Witching Waves at Philthy Mag

Sometimes it’s nice when a band turn out to be exactly what their name promises.  Such is the case for London trio Witching Waves, whose sophomore LP, Crystal Café, is set to drop on February 26th on LP, cassette, and digital download, via HHBTM Records.  The songs of Crystal Café tend to find themselves on the dark and chaotic side of garage rock, but also prove to be some of the most aggressively and abrasively anthemic Rock’N’Roll songs of recent history.  It’s music you can’t help but getting excited to fuck shit up to.  Although the band doesn’t have a huge presence in the states just yet, they’re definitely one of the bands most worth knowing in 2016, especially if you’ve recently been revisiting the soundtrack of your ‘90s teen angst (which many seem to be doing). Witching Waves’ Emma Wigham and Mark Jasper took some time this past week to tell me about their history, their process, and their inspirations.

Izzy Cihak: First of all, I love that you’ve been putting your music out on cassettes, which is my favorite way to listen to music.  I’m curious, do you have a particular fondness for the format, or was that just something suggested by the label?

Emma Wigham: Well, we definitely do like the cassette format for a few reasons. I think the revival of tapes has been a really good thing for bands. It’s much cheaper to do a short run of tapes than it is to do vinyl and there’s usually a quick turnaround too. This means it’s much more accessible and you can do it yourself which is really important. You still end up with a physical object and I think there’s something quite aesthetically pleasing about cassettes, there’s a lot you can do with the format. We’ve done some tapes with other labels and have also put out a couple of tapes ourselves.

▸ **Actions to take**:
1/ According to the Witching Waves interview, which label is releasing Crystal Café?
2/ Continue the Witching Waves interview from its last sentence.

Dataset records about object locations
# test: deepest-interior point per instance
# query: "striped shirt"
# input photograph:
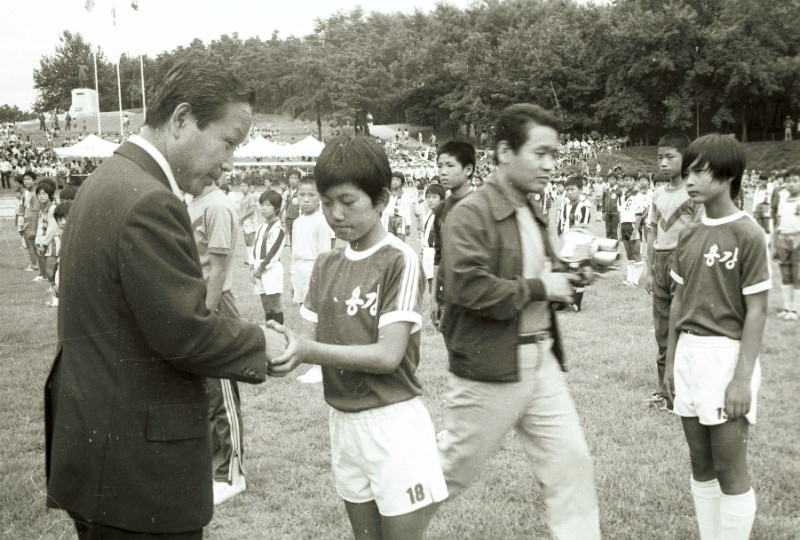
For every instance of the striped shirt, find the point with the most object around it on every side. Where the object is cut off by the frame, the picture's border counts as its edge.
(351, 296)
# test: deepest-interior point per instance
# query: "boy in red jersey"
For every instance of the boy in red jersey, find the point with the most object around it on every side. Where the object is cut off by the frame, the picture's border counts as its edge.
(722, 275)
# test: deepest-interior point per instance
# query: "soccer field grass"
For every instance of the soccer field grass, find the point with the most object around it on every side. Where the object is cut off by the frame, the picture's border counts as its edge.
(641, 459)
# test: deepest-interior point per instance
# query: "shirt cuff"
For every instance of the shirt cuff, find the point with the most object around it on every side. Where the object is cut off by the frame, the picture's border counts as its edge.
(308, 315)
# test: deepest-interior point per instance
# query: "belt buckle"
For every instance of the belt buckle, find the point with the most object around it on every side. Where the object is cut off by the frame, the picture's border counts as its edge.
(535, 337)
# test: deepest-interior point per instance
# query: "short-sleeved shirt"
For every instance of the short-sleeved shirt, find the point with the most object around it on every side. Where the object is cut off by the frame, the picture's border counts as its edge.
(351, 296)
(216, 226)
(719, 262)
(671, 210)
(630, 206)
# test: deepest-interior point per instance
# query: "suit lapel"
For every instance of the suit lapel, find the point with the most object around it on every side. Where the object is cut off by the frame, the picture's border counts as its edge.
(139, 155)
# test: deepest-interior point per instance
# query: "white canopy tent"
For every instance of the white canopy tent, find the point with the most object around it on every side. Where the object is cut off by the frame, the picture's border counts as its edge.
(92, 147)
(258, 148)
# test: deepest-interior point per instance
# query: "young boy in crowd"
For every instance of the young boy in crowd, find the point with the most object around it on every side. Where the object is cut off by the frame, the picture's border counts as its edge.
(434, 196)
(47, 231)
(610, 206)
(671, 212)
(248, 217)
(267, 251)
(362, 325)
(397, 216)
(575, 210)
(456, 164)
(60, 213)
(632, 207)
(290, 210)
(30, 220)
(722, 278)
(787, 245)
(311, 237)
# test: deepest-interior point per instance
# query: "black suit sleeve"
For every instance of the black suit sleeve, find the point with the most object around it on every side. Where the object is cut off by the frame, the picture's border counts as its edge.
(164, 289)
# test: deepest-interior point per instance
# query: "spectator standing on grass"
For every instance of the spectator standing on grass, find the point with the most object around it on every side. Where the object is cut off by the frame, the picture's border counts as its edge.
(267, 252)
(215, 227)
(575, 211)
(787, 246)
(722, 279)
(30, 220)
(126, 409)
(610, 206)
(671, 211)
(248, 217)
(362, 321)
(505, 352)
(434, 196)
(632, 207)
(456, 164)
(47, 230)
(397, 215)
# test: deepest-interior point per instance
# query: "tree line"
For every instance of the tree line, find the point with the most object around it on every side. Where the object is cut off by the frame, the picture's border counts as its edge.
(631, 67)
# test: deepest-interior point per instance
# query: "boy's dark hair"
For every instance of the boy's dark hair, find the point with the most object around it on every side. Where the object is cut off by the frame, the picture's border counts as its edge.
(678, 141)
(513, 124)
(722, 154)
(462, 151)
(354, 159)
(207, 86)
(272, 197)
(62, 210)
(574, 180)
(48, 185)
(308, 180)
(68, 192)
(436, 189)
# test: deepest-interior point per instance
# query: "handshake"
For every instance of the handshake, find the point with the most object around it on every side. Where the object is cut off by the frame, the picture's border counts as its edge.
(585, 254)
(283, 349)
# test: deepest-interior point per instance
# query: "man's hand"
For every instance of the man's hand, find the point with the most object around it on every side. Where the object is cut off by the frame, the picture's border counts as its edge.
(279, 365)
(737, 398)
(560, 286)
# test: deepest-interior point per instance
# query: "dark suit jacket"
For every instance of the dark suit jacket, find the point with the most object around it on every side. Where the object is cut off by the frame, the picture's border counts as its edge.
(125, 404)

▸ **Set of answers**:
1/ HHBTM Records

2/
Mark Jasper: I feel like it’s easier to take risks with tapes, like you putting things on vinyl feels a bit more sacred or something.

Izzy: Despite your achievements on the other side of the pond, I have to admit that there’s not a lot known about you over here in the states (although maybe you kind of like that).  Is there anything you think is important for fans and potential fans over here to know about your process of writing and recording, or just your aim as artists… or is it all in the music?

Emma: I guess I hope that our music will give people a good sense of what we’re about, although I do think the way we do things is important too. We’ve been together almost three years and we started recording ourselves early on, we’ve also toured a lot in the UK. Mark runs a recording studio close to where we live in Homerton, London and he has been responsible for all the recording and that place has been really central to us. Part of the reason this band started was because I wanted to learn to play the drums, so I feel like it’s been a constant process of doing things ourselves and pushing ourselves, whether that was writing new songs or booking another tour, we’ve kept very busy.

Mark: I guess for me, I hope the recording process is of interest to people because that’s a big thing for me, although at the same time, I guess I’d rather people just enjoyed it!

Izzy: Have you noticed any patterns in the kinds of people who most like or best “get” your music?

Emma: I’m not sure about patterns. I guess we tend to play at indie/DIY type gigs so that plays a part in it. I always hope that other women will like us as seeing women in bands has always been important to me.

Mark: I don’t know if I’ve noticed any patterns, I’m just glad people like it really.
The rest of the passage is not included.